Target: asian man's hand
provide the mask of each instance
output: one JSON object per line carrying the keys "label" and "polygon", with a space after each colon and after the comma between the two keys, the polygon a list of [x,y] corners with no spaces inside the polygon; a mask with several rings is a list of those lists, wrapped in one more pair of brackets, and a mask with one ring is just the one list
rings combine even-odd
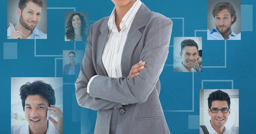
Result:
{"label": "asian man's hand", "polygon": [[60,134],[63,134],[63,114],[59,108],[54,106],[50,105],[48,107],[48,109],[53,110],[53,112],[49,112],[49,114],[54,114],[57,115],[58,121],[56,121],[52,117],[49,117],[49,120],[53,123],[55,128]]}

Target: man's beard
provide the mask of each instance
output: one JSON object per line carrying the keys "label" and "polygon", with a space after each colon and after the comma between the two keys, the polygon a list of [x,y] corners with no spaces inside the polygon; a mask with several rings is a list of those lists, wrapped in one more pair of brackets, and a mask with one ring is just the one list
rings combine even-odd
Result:
{"label": "man's beard", "polygon": [[21,13],[21,14],[20,14],[20,24],[21,24],[21,25],[22,25],[22,26],[23,26],[25,28],[31,31],[34,30],[35,28],[35,26],[36,26],[36,24],[35,24],[34,27],[33,26],[29,26],[29,25],[26,23],[26,21],[23,19],[22,13]]}
{"label": "man's beard", "polygon": [[220,30],[220,29],[219,29],[218,26],[225,26],[225,25],[219,25],[218,26],[217,26],[217,25],[216,25],[216,24],[215,25],[216,26],[216,28],[217,28],[217,29],[219,31],[219,32],[220,32],[220,33],[221,33],[221,34],[224,34],[227,33],[227,32],[231,28],[231,25],[232,25],[232,22],[231,21],[230,22],[230,25],[227,26],[226,29],[225,29],[224,31],[221,31]]}

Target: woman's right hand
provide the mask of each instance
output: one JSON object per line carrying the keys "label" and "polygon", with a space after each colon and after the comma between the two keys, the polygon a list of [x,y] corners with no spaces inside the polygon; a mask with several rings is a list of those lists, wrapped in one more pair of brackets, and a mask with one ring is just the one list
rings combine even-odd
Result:
{"label": "woman's right hand", "polygon": [[141,61],[131,67],[129,75],[127,77],[127,78],[132,78],[139,75],[140,71],[144,68],[145,64],[146,64],[145,61],[142,62],[142,61]]}

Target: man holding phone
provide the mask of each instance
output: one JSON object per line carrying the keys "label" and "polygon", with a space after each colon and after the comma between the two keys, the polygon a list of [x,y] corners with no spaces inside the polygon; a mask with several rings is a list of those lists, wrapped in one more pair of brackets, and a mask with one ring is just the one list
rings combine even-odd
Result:
{"label": "man holding phone", "polygon": [[[19,125],[12,125],[11,134],[63,133],[63,113],[54,106],[55,99],[52,86],[38,81],[23,85],[20,89],[23,110],[27,121]],[[47,114],[57,115],[58,121]]]}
....
Quote in full the listing given above; the images are to be left out.

### RESULT OF THE TASK
Target: asian man's hand
provide the mask of each instance
output: one JSON object per line carrying the keys "label" and "polygon", with a space after each colon and after the comma between the two keys, the polygon a list of [x,y] corners with no spaces inside the polygon; a mask with several rings is a list of those lists, wrapped in one more pair of brackets, and a mask with one ring is just the one list
rings combine even-odd
Result:
{"label": "asian man's hand", "polygon": [[60,134],[63,134],[63,114],[59,108],[54,106],[50,105],[48,107],[48,109],[53,110],[53,112],[49,112],[49,114],[54,114],[57,115],[58,121],[56,121],[52,117],[49,117],[49,120],[53,123],[55,128]]}

Target: man's beard
provide the mask of each instance
output: one JSON object per line carrying the keys "label" and "polygon", with a space after each colon and after the comma between the two keys, the polygon a list of [x,y] corners with no spaces inside the polygon; a mask with several rings is a list of those lists, wrapped in one more pair of brackets, and a mask with one ring is just the one list
rings combine even-odd
Result:
{"label": "man's beard", "polygon": [[21,13],[21,14],[20,14],[20,24],[21,24],[21,25],[22,25],[22,26],[23,26],[25,28],[31,31],[34,30],[35,28],[35,26],[36,26],[36,24],[35,24],[34,27],[33,26],[29,26],[29,25],[26,23],[26,21],[23,19],[22,13]]}
{"label": "man's beard", "polygon": [[220,30],[220,29],[219,29],[218,26],[225,26],[225,25],[219,25],[218,26],[217,26],[217,25],[216,25],[216,24],[215,25],[216,26],[216,28],[217,28],[217,29],[219,31],[219,32],[220,32],[220,33],[221,33],[221,34],[224,34],[227,33],[227,32],[231,28],[231,25],[232,25],[232,22],[231,21],[230,22],[230,25],[227,26],[226,29],[225,29],[224,31],[221,31]]}

Target: woman's right hand
provide the mask of each instance
output: one JSON object per line carrying the keys "label" and "polygon", with a space after each colon and after the comma between the two keys, the polygon a list of [x,y] corners with no spaces inside the polygon; a mask with several rings is a list of those lists, wrapped in one more pair of brackets, and a mask with one ring is just the one list
rings combine even-odd
Result:
{"label": "woman's right hand", "polygon": [[141,61],[131,67],[129,75],[127,77],[127,78],[132,78],[139,75],[140,71],[144,68],[145,64],[146,64],[145,61],[142,62],[142,61]]}

Target: man holding phone
provide the mask of each instance
output: one JSON object per line carrying the keys "label" and "polygon", with a space after each colon and after the comma between the two keys, the polygon a list of [x,y] corners with no spaces inside the polygon; a mask with several rings is a list of those lists, wrapped in one more pair of brackets, and a mask with one ring is just the one list
rings combine even-odd
Result:
{"label": "man holding phone", "polygon": [[[19,125],[12,125],[11,134],[63,133],[63,113],[54,106],[55,99],[52,86],[38,81],[23,85],[20,89],[23,110],[27,121]],[[47,114],[57,115],[58,121]]]}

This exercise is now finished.